== ENTRIES SUPPLIED
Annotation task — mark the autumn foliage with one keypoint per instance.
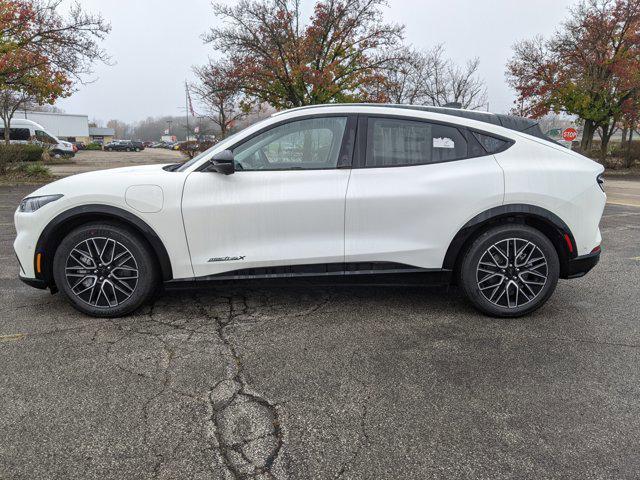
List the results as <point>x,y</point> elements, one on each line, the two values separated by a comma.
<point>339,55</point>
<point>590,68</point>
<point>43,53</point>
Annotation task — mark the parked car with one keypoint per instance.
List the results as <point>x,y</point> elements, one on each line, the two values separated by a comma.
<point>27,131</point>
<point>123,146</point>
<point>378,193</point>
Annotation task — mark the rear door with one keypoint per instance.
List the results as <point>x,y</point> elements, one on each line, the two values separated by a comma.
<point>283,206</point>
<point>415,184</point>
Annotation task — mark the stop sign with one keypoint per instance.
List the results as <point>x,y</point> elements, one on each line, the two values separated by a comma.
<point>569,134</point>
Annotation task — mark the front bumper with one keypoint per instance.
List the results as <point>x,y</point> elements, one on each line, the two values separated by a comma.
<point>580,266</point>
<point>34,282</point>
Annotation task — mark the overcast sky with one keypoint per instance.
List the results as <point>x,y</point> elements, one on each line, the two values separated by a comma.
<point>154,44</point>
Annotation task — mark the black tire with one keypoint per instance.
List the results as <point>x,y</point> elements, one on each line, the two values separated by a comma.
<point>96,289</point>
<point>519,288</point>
====
== ENTRIES SUPPLIED
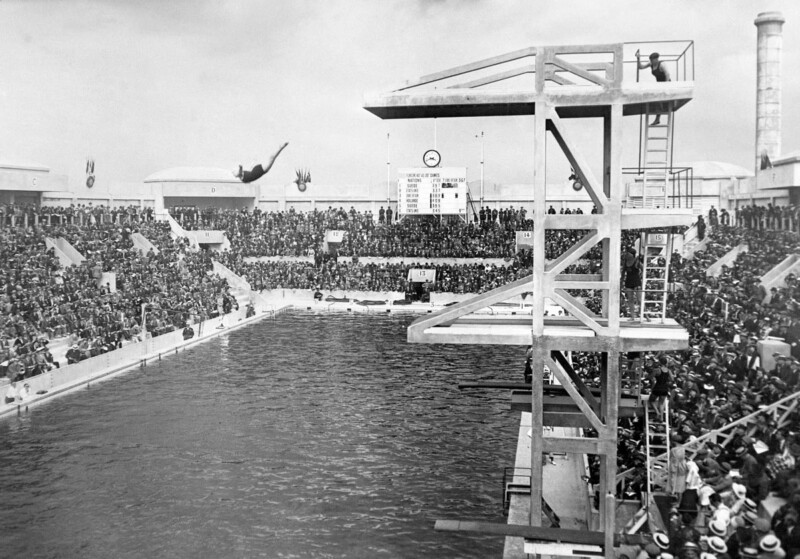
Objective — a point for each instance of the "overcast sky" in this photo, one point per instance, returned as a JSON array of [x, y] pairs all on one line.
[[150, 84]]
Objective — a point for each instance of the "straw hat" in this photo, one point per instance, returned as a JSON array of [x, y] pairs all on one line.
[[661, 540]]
====
[WHAT THIS TASK INVOLVES]:
Every line holding the word "with" should be copied out of the records above.

[REPLY TO THE EXERCISE]:
Annotation task — mark the autumn foliage with one keypoint per instance.
Annotation task — mark the parked car with one keypoint per instance.
Annotation task — mark the rear door with one keypoint per instance.
Annotation task — mark the stop sign with one keypoint per instance.
Annotation task — mark the front bumper with one keypoint per instance.
Annotation task — mark the overcast sky with one keypoint per instance.
Annotation task — mark the black tire with one keypoint per instance.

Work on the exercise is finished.